◆ **SOURCE TEXT**:

• • • •

While mentoring Ciri in the art of magic, Yennefer is invited to the upcoming council of sorcerers at the Isle of Thanedd. Thanks to the insubordination of Ciri, who is not thrilled by the prospect of becoming a humble student of magic, they reunite with Geralt. However, things go downhill fast; the schemes wrought during the council go well beyond the average when a coup d'etat breaks out amongst the mages. Meanwhile, Nilfgaard wastes not the opportunity to renew its northward onslaught, starting a massive campaign that leads them to crush the Northern Kingdoms one by one.


Tropes found in the book:

  • The Archmage: Tissaia is able to tear down all of the defenses of an island by herself, which other mages had spent months putting up. It proves to be a profoundly stupid thing to do.
  • The Beautiful Elite: Mages are portrayed as a caste of sophisticated, educated, and beautiful individuals who often work as Court Mages and advisors to kings.
  • Black-and-Gray Morality:
    • The Second Nilfgaard War has the Nilfgaardians act in a truly monstrous fashion, but the Kings in the North act thoroughly contemptible during it as well. Still, Nilfgaard is actively destroying nations while the Northern monarchs are just profiting from it.
    • Displayed on smaller scale, when a Kaedweni platoon leader instructs his men to absolutely stay their hand from pillaging the villages they pass through in order to appear "representable", but concedes that raping women is okay, as long they do it out of sight.

• • • •

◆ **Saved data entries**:

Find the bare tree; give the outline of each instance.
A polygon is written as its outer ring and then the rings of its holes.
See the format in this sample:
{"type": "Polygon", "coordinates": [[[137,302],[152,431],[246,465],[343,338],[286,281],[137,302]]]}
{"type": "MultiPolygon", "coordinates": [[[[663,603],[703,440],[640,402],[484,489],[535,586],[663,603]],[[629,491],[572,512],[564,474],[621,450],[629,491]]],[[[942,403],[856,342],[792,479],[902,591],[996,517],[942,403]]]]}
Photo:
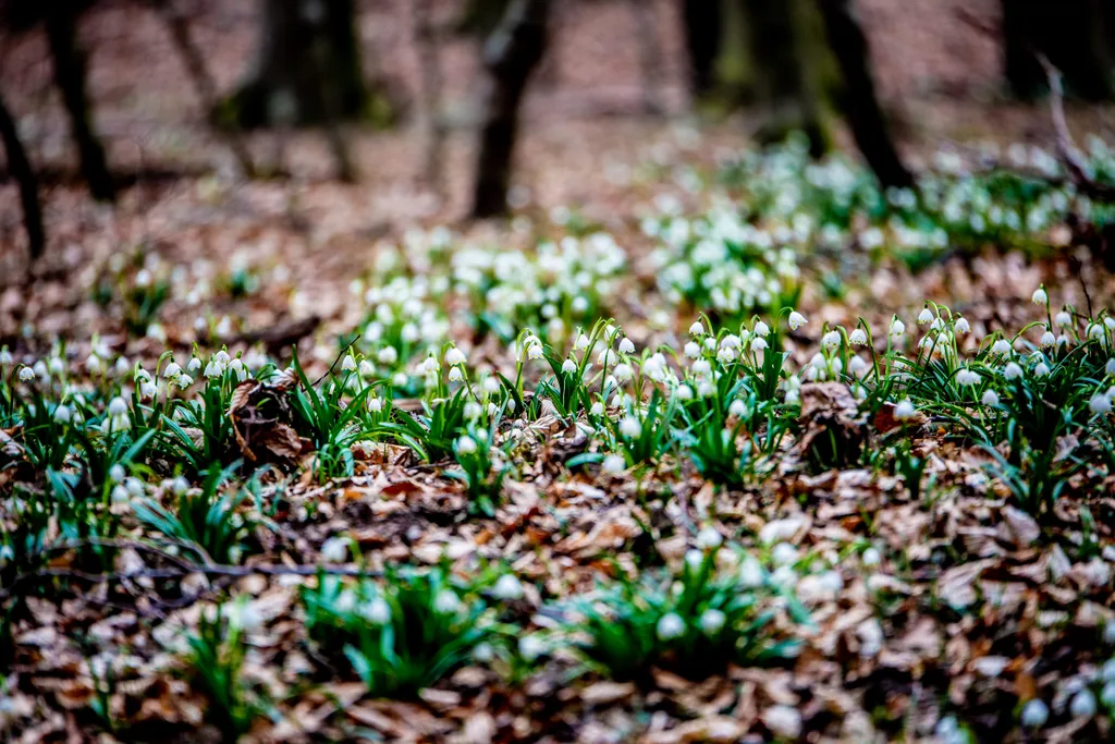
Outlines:
{"type": "Polygon", "coordinates": [[[474,218],[507,212],[520,104],[546,47],[550,9],[550,0],[512,0],[484,42],[488,80],[473,190],[474,218]]]}
{"type": "Polygon", "coordinates": [[[875,95],[867,39],[850,0],[818,0],[825,36],[843,78],[842,110],[863,157],[884,186],[909,187],[914,180],[902,164],[875,95]]]}
{"type": "Polygon", "coordinates": [[[89,95],[86,90],[85,51],[77,41],[77,21],[84,3],[79,0],[54,0],[43,10],[47,40],[54,59],[55,84],[70,119],[70,133],[77,145],[81,175],[94,199],[116,201],[116,184],[108,170],[105,148],[93,126],[89,95]]]}
{"type": "Polygon", "coordinates": [[[31,162],[19,138],[16,119],[12,117],[3,98],[0,98],[0,142],[8,158],[8,172],[19,186],[19,201],[23,207],[23,229],[27,231],[27,242],[31,259],[42,255],[47,244],[46,231],[42,228],[42,207],[39,204],[39,183],[31,168],[31,162]]]}

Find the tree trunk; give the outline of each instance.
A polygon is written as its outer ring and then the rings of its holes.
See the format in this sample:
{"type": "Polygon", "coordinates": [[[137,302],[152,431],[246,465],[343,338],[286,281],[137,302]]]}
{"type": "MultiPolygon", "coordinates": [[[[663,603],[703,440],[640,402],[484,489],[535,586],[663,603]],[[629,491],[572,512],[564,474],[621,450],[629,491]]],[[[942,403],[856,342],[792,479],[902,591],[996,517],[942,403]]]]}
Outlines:
{"type": "Polygon", "coordinates": [[[8,172],[19,186],[19,201],[23,207],[23,229],[27,231],[27,242],[30,247],[31,260],[42,255],[47,244],[46,231],[42,229],[42,207],[39,204],[39,184],[27,158],[27,151],[19,139],[19,131],[11,112],[0,98],[0,141],[3,142],[8,158],[8,172]]]}
{"type": "Polygon", "coordinates": [[[70,132],[81,162],[81,175],[89,184],[89,192],[98,201],[114,202],[116,184],[108,171],[105,148],[94,131],[89,110],[89,96],[85,87],[85,52],[77,42],[78,15],[77,3],[68,0],[51,3],[50,10],[45,13],[47,40],[54,58],[55,84],[69,114],[70,132]]]}
{"type": "Polygon", "coordinates": [[[776,142],[795,131],[820,156],[828,147],[816,80],[811,79],[802,0],[745,0],[755,94],[764,110],[760,142],[776,142]]]}
{"type": "Polygon", "coordinates": [[[473,191],[474,218],[507,212],[507,186],[518,131],[518,108],[546,46],[550,0],[513,0],[484,42],[488,88],[484,100],[473,191]]]}
{"type": "Polygon", "coordinates": [[[910,187],[914,180],[902,164],[871,77],[870,50],[851,0],[820,0],[828,46],[843,77],[841,108],[855,144],[883,186],[910,187]]]}
{"type": "Polygon", "coordinates": [[[723,0],[685,0],[686,49],[689,51],[689,85],[695,96],[710,94],[716,86],[716,60],[720,55],[723,0]]]}
{"type": "Polygon", "coordinates": [[[1041,52],[1061,70],[1072,93],[1088,100],[1115,98],[1111,16],[1105,0],[1002,0],[1004,67],[1011,93],[1030,99],[1046,90],[1036,58],[1041,52]]]}
{"type": "Polygon", "coordinates": [[[316,125],[369,107],[353,0],[261,0],[255,71],[221,113],[243,128],[316,125]]]}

• • • •

Reproduce the source text word for word, starting at "While mentoring Ciri" and ending at "thing to do.". None of the lines are needed for this.

◆ **EXERCISE SOLUTION**:
While mentoring Ciri in the art of magic, Yennefer is invited to the upcoming council of sorcerers at the Isle of Thanedd. Thanks to the insubordination of Ciri, who is not thrilled by the prospect of becoming a humble student of magic, they reunite with Geralt. However, things go downhill fast; the schemes wrought during the council go well beyond the average when a coup d'etat breaks out amongst the mages. Meanwhile, Nilfgaard wastes not the opportunity to renew its northward onslaught, starting a massive campaign that leads them to crush the Northern Kingdoms one by one.


Tropes found in the book:

  • The Archmage: Tissaia is able to tear down all of the defenses of an island by herself, which other mages had spent months putting up. It proves to be a profoundly stupid thing to do.